- Extrait du texte -

• Bastien Lucas et Julie Rousseau | 2022

 

Bastien Lucas et Julie Rousseau,
Toute une vie sans se voir,

17 décembre 2022


S’attaquer au répertoire Sanson-Berger en piano(s)-voix, imaginer un spectacle de leurs chansons entremêlées, oser afficher leur correspondance… Le type même du concept archi casse-gueule, abyssal défi auquel Bastien Lucas et Julie Rousseau ont choisi de se confronter. Avec respect, émotion et surtout zéro caricature. 
 
Tout en habileté et finesse, ils prêtent leurs traits et leur énergie au couple formé par Véronique et Michel au début des années 70. Julie est passionnée et volontaire. Bastien est plein de charme et de second degré. Leurs sourires et leurs regards trahissent des années d’amitié.  
 

 
On évite instantanément l’écueil mental que serait la comparaison de leurs interprétations face aux versions originales d’autant plus facilement qu’ils impriment d’emblée leur patte sur des chansons qu’on connaît pourtant par cœur (reprises trois fois par jour sur YouTube pour le meilleur et pour le pire) : une certaine façon de s’arrêter sur un mot, d’en esquiver un autre, d’alterner les rôles, de faire le choriste dans l’ombre quand le partenaire est dans la lumière, d’oser des bruitages avec la bouche (formidable Fais attention à mon amour) ou encore de fredonner les dernières notes de piano d’une chanson jusqu’à glisser subtilement dans la suivante (intro de Ma musique s’en va si ma mémoire est bonne). Sans oublier une grande prise de liberté dans le jeu de piano et les harmonies pour offrir une relecture très travaillée de certains titres – on va jusqu’à entendre du Bach chez Sanson-Berger ! Je ne connais pas bien leurs parcours respectifs, sais juste qu’ils vivent de et pour la musique H24 (et qu’ils touchent leur bille au piano), mais on est très vite comme chez soi dans leur univers, tout en imaginant l’œil bienveillant de leurs illustres aînés.

Enregistrements de données
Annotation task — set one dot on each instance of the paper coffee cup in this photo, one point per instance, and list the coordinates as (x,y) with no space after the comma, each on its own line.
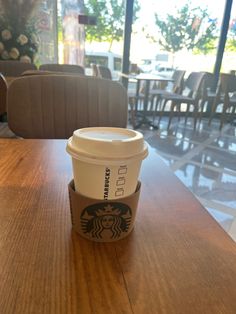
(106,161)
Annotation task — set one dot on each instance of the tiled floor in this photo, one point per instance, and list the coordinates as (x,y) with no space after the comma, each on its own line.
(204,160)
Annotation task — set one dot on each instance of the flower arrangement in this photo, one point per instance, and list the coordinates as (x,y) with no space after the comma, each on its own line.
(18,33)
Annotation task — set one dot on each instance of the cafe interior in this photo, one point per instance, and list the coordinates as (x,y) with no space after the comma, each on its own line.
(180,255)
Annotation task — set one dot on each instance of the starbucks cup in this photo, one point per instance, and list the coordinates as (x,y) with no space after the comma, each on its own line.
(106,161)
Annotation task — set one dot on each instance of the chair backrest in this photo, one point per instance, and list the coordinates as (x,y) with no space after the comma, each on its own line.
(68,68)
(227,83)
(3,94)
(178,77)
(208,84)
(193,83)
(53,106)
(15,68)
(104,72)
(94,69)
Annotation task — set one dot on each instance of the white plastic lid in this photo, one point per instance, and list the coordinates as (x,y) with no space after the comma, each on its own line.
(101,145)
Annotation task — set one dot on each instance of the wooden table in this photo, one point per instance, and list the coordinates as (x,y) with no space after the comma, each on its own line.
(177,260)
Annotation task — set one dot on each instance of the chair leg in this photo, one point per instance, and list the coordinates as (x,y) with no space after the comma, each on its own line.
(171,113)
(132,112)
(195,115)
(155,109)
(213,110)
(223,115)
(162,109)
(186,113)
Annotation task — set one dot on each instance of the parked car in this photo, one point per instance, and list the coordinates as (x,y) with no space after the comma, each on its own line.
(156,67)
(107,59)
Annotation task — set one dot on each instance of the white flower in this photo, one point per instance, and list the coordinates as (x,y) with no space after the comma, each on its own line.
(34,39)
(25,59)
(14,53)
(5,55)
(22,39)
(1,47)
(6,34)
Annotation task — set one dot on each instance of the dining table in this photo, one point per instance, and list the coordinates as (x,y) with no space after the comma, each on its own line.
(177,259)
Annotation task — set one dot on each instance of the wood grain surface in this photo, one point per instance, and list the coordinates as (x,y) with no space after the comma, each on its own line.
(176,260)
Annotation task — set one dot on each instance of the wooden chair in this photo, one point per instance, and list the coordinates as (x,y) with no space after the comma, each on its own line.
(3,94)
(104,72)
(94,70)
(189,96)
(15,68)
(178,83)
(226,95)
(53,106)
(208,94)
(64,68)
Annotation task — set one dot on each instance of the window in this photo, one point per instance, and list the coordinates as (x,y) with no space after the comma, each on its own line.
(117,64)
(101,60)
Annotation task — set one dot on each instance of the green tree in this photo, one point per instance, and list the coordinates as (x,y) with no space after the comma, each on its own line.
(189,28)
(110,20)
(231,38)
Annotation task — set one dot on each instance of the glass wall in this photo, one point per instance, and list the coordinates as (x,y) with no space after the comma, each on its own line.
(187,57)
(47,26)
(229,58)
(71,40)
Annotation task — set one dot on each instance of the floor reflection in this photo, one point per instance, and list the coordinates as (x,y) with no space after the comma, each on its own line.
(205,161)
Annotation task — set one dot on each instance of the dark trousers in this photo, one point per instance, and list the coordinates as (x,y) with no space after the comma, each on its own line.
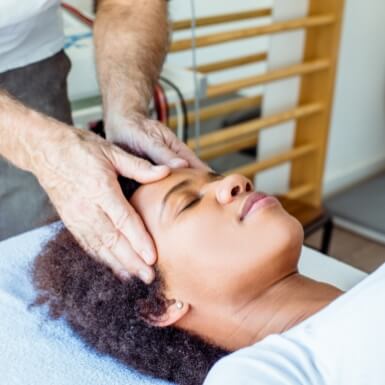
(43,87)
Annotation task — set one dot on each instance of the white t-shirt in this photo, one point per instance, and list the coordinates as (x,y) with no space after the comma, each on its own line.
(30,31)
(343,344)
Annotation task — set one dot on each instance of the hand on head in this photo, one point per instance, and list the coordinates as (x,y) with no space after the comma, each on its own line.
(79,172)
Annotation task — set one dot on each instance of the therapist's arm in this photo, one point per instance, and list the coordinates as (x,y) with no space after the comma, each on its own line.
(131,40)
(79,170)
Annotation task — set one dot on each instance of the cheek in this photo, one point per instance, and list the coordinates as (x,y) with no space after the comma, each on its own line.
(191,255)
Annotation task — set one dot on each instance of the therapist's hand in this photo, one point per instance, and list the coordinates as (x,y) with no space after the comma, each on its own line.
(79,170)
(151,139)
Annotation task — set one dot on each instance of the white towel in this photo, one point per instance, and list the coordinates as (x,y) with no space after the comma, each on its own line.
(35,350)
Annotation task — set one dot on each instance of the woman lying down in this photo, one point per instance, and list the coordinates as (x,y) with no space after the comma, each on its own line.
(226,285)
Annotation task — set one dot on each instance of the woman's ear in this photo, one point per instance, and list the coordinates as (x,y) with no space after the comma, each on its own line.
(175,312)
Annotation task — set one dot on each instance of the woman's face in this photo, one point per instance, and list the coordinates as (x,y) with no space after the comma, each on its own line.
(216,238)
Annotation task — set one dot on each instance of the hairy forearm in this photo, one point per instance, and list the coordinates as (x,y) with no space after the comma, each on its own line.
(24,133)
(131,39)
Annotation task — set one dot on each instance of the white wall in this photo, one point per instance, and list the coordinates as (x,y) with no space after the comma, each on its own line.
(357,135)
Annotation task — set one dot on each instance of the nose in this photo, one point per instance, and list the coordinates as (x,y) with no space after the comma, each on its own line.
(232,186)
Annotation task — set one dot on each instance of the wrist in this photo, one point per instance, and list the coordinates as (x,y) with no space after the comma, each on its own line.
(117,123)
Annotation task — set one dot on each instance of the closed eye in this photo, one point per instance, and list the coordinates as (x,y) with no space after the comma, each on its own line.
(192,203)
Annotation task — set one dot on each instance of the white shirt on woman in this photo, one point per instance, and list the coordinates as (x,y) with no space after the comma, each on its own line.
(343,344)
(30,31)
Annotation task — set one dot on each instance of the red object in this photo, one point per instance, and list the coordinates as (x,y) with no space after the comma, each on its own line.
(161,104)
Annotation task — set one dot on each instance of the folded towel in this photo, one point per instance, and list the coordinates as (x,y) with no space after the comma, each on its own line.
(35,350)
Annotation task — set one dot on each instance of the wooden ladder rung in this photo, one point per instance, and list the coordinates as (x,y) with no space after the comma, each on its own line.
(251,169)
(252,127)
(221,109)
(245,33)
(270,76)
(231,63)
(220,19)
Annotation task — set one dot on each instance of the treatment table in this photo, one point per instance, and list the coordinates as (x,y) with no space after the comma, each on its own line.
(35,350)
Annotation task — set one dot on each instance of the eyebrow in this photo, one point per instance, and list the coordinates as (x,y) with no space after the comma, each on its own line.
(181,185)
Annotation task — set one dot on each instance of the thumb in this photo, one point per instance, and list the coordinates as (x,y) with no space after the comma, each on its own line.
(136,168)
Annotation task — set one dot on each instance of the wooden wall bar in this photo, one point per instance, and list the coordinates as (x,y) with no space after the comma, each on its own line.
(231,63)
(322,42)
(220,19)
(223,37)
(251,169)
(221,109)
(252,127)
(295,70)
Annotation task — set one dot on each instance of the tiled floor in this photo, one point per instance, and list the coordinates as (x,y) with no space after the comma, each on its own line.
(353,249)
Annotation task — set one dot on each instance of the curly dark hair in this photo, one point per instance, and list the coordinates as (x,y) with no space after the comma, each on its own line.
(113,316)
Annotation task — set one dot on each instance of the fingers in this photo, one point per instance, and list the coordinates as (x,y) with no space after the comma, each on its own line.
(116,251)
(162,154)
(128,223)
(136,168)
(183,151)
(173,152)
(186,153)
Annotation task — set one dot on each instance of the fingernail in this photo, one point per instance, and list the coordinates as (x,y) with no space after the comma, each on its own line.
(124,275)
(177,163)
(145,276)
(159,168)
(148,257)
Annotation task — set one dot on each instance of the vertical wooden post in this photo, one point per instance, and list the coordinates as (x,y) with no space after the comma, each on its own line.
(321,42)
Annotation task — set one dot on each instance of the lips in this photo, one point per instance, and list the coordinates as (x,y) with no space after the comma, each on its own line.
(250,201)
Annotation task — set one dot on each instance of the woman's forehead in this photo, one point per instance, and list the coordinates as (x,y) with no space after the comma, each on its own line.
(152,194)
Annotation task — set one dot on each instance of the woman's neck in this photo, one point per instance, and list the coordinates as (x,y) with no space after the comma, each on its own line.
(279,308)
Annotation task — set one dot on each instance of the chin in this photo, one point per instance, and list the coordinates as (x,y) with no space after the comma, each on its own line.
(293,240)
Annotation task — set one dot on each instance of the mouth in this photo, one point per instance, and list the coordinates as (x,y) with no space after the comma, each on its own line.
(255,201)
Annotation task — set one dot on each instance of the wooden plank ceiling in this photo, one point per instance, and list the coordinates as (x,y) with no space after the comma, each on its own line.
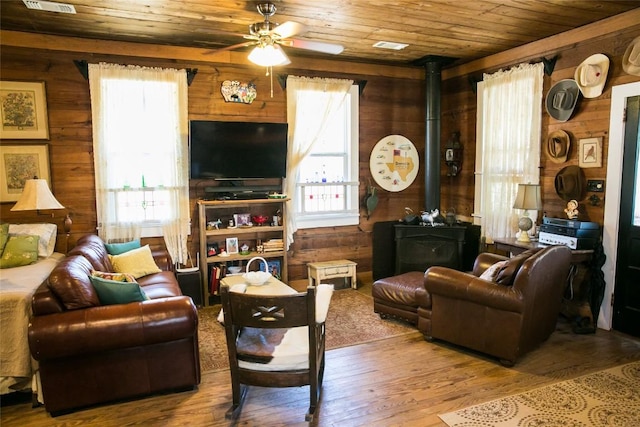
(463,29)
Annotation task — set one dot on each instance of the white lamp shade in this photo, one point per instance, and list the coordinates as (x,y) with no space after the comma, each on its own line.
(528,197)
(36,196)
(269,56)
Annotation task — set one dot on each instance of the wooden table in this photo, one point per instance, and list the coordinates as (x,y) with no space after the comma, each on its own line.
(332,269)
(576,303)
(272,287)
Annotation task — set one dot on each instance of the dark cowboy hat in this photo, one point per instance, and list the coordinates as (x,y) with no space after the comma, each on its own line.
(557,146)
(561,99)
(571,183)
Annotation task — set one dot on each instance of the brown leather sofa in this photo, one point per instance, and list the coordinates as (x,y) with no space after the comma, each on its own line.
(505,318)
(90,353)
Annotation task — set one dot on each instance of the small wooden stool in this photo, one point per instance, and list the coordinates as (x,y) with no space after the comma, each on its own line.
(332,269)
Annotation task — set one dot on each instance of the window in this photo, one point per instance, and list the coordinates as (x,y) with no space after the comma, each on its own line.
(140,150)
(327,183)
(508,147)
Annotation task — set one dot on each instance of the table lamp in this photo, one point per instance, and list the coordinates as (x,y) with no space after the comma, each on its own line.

- Consigne 1 -
Dans l'extrait sur le spectacle Sanson-Berger, quelle chanson est citée en exemple pour les bruitages faits avec la bouche ?
- Consigne 2 -
Rédigez la suite de l'extrait sur le spectacle Sanson-Berger en reprenant après sa dernière phrase.

- Réponse rédigée 1 -
Fais attention à mon amour.

- Réponse rédigée 2 -
 

Illustres aînés dont l’histoire est loin d’être ordinaire, même si elle n’est pas encore tout à fait un mythe (laissons les “couples mythiques” et autres “chansons cultes” à RTL quand on y évoque Stone et Charden). C’est peut-être pourquoi ils ont choisi de superposer celui d’Orphée et Eurydice au romanesque destin de nos chanteurs pop. Séparation, descente aux Enfers, malédiction, départ irrémédiable… Le conte est bon.

Si, dans la salle, on a l’impression de faire partie d’une secte (celle des initiés aux secrets de cette histoire), cette correspondance par chansons interposées n’est pas non plus une légende, n’en déplaise aux réécriveurs d’histoire et autres acharnés de la propagande Gall-Berger über alles. On ne parle ici ni de théories d’amour de substitution ni d’adultère fantasmé mais de quelque chose de bien plus poétique, qui d’ailleurs n’aurait sans doute pas fait long feu face aux ennemis (l’habitude, le temps qui passe…) mais a (bien) nourri ce qu’il convient d’appeler une œuvre. 
 

Comme l’a rappelé le propriétaire de la salle, d’annulations en reports, le spectacle a failli porter un nom prédestiné. Souhaitons lui maintenant longue vie dans de grandes salles avec de beaux éclairages. Le Forum Léo Ferré d’Ivy sur Seine est certes convivial mais tient du mouchoir de poche. Entre le grand piano noir et le petit piano droit, les deux musiciens-acteurs étaient un peu à l’étroit – contraste total (pour l’anecdote) avec la Seine Musicale et ses 3000 projecteurs (re)vus la veille chez Starmania en ce qui me concerne ;-)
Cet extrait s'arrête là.